• Goal:
Put the lines below into a Markdown table with two columns, "Row" for the row number and "Line text" for the line, skipping blank lines. Leave the pictures out of your answer.
** begin Records for the task **
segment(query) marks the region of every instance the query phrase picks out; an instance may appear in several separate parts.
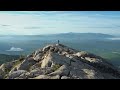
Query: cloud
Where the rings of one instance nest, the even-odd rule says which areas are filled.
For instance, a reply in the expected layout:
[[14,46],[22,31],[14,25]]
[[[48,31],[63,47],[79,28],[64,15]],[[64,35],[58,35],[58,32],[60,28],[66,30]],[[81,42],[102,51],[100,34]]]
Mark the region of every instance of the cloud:
[[9,50],[6,50],[6,51],[24,51],[24,50],[21,48],[11,47]]

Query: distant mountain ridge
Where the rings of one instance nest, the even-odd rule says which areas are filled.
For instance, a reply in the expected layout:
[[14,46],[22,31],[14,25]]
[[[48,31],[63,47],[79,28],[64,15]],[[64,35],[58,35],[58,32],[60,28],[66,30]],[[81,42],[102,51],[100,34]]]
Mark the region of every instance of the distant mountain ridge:
[[105,59],[63,44],[50,44],[0,66],[1,79],[119,79]]
[[57,33],[57,34],[41,34],[41,35],[1,35],[0,37],[6,37],[6,36],[62,36],[62,35],[88,35],[88,36],[92,36],[92,35],[96,35],[96,36],[103,36],[103,37],[114,37],[114,35],[110,35],[110,34],[103,34],[103,33],[75,33],[75,32],[68,32],[68,33]]

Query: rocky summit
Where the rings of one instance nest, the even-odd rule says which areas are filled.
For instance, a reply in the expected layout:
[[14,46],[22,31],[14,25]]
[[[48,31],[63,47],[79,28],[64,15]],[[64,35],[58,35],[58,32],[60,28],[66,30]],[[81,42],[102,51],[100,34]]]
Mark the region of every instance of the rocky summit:
[[104,58],[62,44],[47,45],[25,58],[0,66],[1,79],[119,79]]

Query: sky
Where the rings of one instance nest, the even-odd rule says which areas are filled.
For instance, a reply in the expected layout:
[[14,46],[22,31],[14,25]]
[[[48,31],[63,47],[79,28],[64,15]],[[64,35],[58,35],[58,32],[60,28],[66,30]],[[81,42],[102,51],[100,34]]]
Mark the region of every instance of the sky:
[[120,35],[120,11],[0,11],[0,35]]

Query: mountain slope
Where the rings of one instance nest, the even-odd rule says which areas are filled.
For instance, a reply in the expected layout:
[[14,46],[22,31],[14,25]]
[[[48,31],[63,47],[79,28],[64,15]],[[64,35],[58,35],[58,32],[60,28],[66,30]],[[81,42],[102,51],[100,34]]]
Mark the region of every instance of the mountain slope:
[[120,71],[105,59],[62,44],[36,50],[0,66],[5,79],[117,79]]
[[16,60],[19,58],[19,55],[6,55],[6,54],[0,54],[0,64],[9,62],[12,60]]

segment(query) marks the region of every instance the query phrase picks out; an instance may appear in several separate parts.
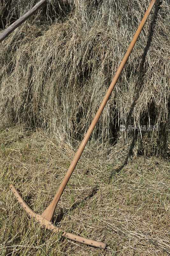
** end Records for the task **
• Complete response:
| Row | Line text |
|---|---|
| 1 | segment(query) marks the region of every instance the query phrase picks out; an instance may appear in several separate parts. |
| 2 | Query: cloud |
| 3 | Where the rings of one instance nest, the even-odd rule says which areas are filled. |
| 4 | For instance, a reply in the expected layout: |
| 5 | [[14,46],[22,31],[14,25]] |
| 6 | [[[48,31],[63,47],[79,28],[64,15]],[[64,35],[58,35],[58,32],[60,28],[66,30]],[[81,42],[102,51],[100,34]]] |
| 7 | Mark the region of every instance of the cloud: |
| 8 | [[9,50],[6,50],[6,51],[24,51],[24,50],[21,48],[11,47]] |
| 9 | Query: distant mountain ridge |
| 10 | Where the rings of one instance nest, the even-odd rule says which areas are filled. |
| 11 | For instance, a reply in the expected layout: |
| 12 | [[14,46],[22,31],[14,25]] |
| 13 | [[[48,31],[63,47],[79,28],[64,15]],[[64,35],[58,35],[58,32],[60,28],[66,30]],[[81,42],[102,51],[100,34]]] |
| 14 | Mark the region of every instance of the distant mountain ridge: |
| 15 | [[105,59],[63,44],[50,44],[0,66],[1,79],[119,79]] |
| 16 | [[57,33],[57,34],[41,34],[41,35],[1,35],[0,37],[6,37],[6,36],[62,36],[62,35],[88,35],[88,36],[92,36],[92,35],[96,35],[96,36],[103,36],[103,37],[114,37],[114,35],[110,35],[110,34],[103,34],[103,33],[75,33],[75,32],[68,32],[68,33]] |
| 17 | Query: rocky summit |
| 18 | Where the rings of one instance nest, the even-odd rule says which areas are filled. |
| 19 | For instance, a reply in the expected layout: |
| 20 | [[14,46],[22,31],[14,25]] |
| 21 | [[[48,31],[63,47],[79,28],[64,15]],[[64,35],[58,35],[58,32],[60,28],[66,30]],[[81,42],[102,51],[100,34]]] |
| 22 | Mark the region of every instance of the rocky summit: |
| 23 | [[104,58],[62,44],[47,45],[25,58],[0,66],[1,79],[119,79]] |
| 24 | Query: sky |
| 25 | Where the rings of one instance nest, the even-odd rule says which areas are filled. |
| 26 | For instance, a reply in the expected layout: |
| 27 | [[14,46],[22,31],[14,25]] |
| 28 | [[[48,31],[63,47],[79,28],[64,15]],[[64,35],[58,35],[58,32],[60,28],[66,30]],[[81,42],[102,51],[100,34]]] |
| 29 | Mark the region of every instance of the sky: |
| 30 | [[120,35],[120,11],[0,11],[0,35]] |
| 31 | Query: mountain slope |
| 32 | Where the rings of one instance nest, the even-odd rule says which areas are filled. |
| 33 | For instance, a reply in the expected layout: |
| 34 | [[14,46],[22,31],[14,25]] |
| 35 | [[[48,31],[63,47],[79,28],[64,15]],[[64,35],[58,35],[58,32],[60,28],[66,30]],[[81,42],[102,51],[100,34]]] |
| 36 | Mark the region of every instance of the mountain slope: |
| 37 | [[120,71],[105,59],[62,44],[36,50],[0,66],[5,79],[117,79]] |
| 38 | [[16,60],[19,58],[19,55],[6,55],[6,54],[0,54],[0,64],[9,62],[12,60]] |
| 39 | segment(query) marks the region of every instance the query phrase picks out; an instance may appear in several separate parts. |